SHORT EXERCISE ->
Restate each line word for word. Leave out every picture.
━━━ SUPPLIED DATA ━━━
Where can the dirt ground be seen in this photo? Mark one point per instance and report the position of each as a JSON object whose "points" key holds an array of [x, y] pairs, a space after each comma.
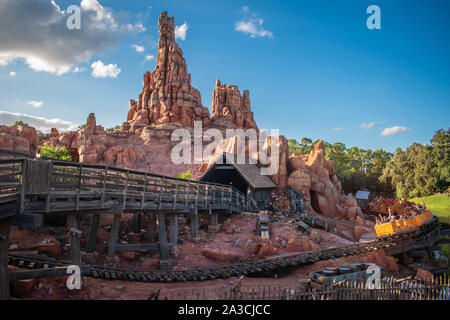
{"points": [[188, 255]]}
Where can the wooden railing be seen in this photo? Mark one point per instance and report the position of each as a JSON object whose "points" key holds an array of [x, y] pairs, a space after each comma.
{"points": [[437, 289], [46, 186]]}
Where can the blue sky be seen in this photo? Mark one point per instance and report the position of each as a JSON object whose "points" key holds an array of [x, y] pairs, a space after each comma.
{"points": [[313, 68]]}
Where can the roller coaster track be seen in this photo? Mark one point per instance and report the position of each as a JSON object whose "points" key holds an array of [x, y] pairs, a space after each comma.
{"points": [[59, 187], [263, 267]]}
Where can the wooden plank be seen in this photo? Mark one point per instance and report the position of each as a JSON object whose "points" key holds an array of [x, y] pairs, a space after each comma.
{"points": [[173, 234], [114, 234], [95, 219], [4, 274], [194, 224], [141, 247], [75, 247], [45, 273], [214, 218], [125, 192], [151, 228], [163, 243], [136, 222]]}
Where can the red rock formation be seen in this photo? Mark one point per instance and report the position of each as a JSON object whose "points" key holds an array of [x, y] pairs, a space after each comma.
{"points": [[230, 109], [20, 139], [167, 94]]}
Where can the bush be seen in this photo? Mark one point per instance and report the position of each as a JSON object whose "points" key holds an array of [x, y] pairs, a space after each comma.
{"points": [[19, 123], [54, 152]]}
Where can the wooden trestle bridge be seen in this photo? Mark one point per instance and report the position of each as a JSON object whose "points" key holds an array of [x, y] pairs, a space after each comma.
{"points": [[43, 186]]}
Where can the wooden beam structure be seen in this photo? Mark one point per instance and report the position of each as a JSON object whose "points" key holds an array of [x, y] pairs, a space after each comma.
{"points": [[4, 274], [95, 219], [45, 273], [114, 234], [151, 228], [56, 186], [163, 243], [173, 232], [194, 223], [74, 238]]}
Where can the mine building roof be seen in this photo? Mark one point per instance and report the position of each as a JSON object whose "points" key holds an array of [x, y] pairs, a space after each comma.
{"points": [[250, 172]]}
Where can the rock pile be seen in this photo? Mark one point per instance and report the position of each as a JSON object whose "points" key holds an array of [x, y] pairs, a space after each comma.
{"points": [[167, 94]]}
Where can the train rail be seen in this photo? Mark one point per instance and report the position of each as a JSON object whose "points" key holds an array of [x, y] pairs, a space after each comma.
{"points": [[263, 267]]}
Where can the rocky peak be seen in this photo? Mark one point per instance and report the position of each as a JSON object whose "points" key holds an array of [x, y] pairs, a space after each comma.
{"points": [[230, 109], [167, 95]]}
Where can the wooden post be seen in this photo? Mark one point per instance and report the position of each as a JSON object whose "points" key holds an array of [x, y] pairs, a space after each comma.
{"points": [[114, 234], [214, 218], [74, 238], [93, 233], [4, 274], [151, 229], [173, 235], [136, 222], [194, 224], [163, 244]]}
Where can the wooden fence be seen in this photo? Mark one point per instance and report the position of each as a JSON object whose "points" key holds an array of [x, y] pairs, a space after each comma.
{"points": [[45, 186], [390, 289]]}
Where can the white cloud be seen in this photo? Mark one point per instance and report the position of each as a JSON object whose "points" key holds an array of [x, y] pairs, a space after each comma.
━━━
CORRECT RESPONSE ->
Where can the dirt ground be seen in this photo? Mark one point per instance and report the position of each as a JSON object whose "points" key holds an array of [x, y] pairs, a space after each comma.
{"points": [[188, 255]]}
Where can the wooden railing be seen in this photo? Mark one point per instance and report the position of each as a JSON object whose "points" key holds an array of [x, y] pairs, a space after each comma.
{"points": [[437, 289], [46, 186]]}
Where can the blue sky be seen in this photo? Mark one point per instance and report the position of each as a JSON object whose "points" key holds an array of [x, y] pairs, a space after each comma.
{"points": [[313, 68]]}
Where can the roller coaster track be seen in this photo? Mark one point per instance and report the position of each as a JSON object whose "points" key holds an array of [x, y] pairs, a space after each comma.
{"points": [[59, 187], [263, 267]]}
Where can the wooden plank be seen in this photo? Mark one point per instance and report the position of each as a JSON object whose "points" key holds an array of [x, y] pairs, a space after each comma.
{"points": [[173, 234], [114, 234], [95, 219], [4, 274], [194, 224], [141, 247], [75, 247], [45, 273], [214, 218], [125, 192], [151, 228], [163, 243], [136, 222]]}
Where can the red rock formation be seen in this photo? Mark one point per instance and report the position of each as a JSON object whose "points" key holds an array of [x, y] pairs, a space after each comma.
{"points": [[230, 109], [20, 139], [167, 94]]}
Where can the bush be seen in this photo? Mark one point per instance and report the position of each as a JSON object whose "points" key holds an array of [x, y] pairs, a space after each comma.
{"points": [[19, 123], [54, 152]]}
Where can the wooden trestle bridge be seen in this photo? Mark one point per instance and report the position of each as a JSON object whose "points" key holds an array of [x, y] pairs, a space after each comma.
{"points": [[43, 186]]}
Where can the wooden beam structure be seen in this photo? Mark one point per instance and report the position of each as a JSON object whose "points" key holds an array of [x, y] pairs, a space after each comma.
{"points": [[4, 274], [95, 219], [45, 273], [114, 234], [151, 228], [56, 186], [163, 243], [173, 232], [194, 223], [74, 238]]}
Where can the mine building roof be seen in this photo? Mark one point per instance and report the position of each as a JSON object whose "points" key holds an array of [x, y] pairs, a space after each comma.
{"points": [[250, 172]]}
Where can the rock pile be seen in this photo? Mark one point per instance and report the position of each as a JSON object whose "points" key holds an array of [x, y] pairs, a space after each comma.
{"points": [[167, 94]]}
Where can the train rail be seen in this photo? Mark one point per instance and report the position of each as a JSON object whose "points" key holds an array of [x, y] pairs, a space after each comma.
{"points": [[263, 267]]}
Where can the rocky peak be seen in this photo? Mark one point per instance and report the position of each as a JSON object whose "points" key holds an array of [x, y] pairs, a space after each comma.
{"points": [[230, 109], [167, 95]]}
Where can the wooden post be seen in this photo? Mark one point per instance and report the position of each as a JSON object whose "points" key holds an array of [x, y] pairs, a space after each comma.
{"points": [[114, 234], [214, 218], [74, 238], [93, 233], [4, 274], [151, 229], [173, 235], [136, 222], [194, 224], [163, 244]]}
Where can the wooden fence be seen in this photo? Mark one point per instance and report the position of each as a JSON object whose "points" key holds an array of [x, y] pairs, a space after each comma.
{"points": [[45, 186], [390, 289]]}
Where can the white cloud be seen in this photo? Mark one point per instance and report the position of each as a JSON object whose "points" key holds an array of [x, y] pairs, a space after each comma.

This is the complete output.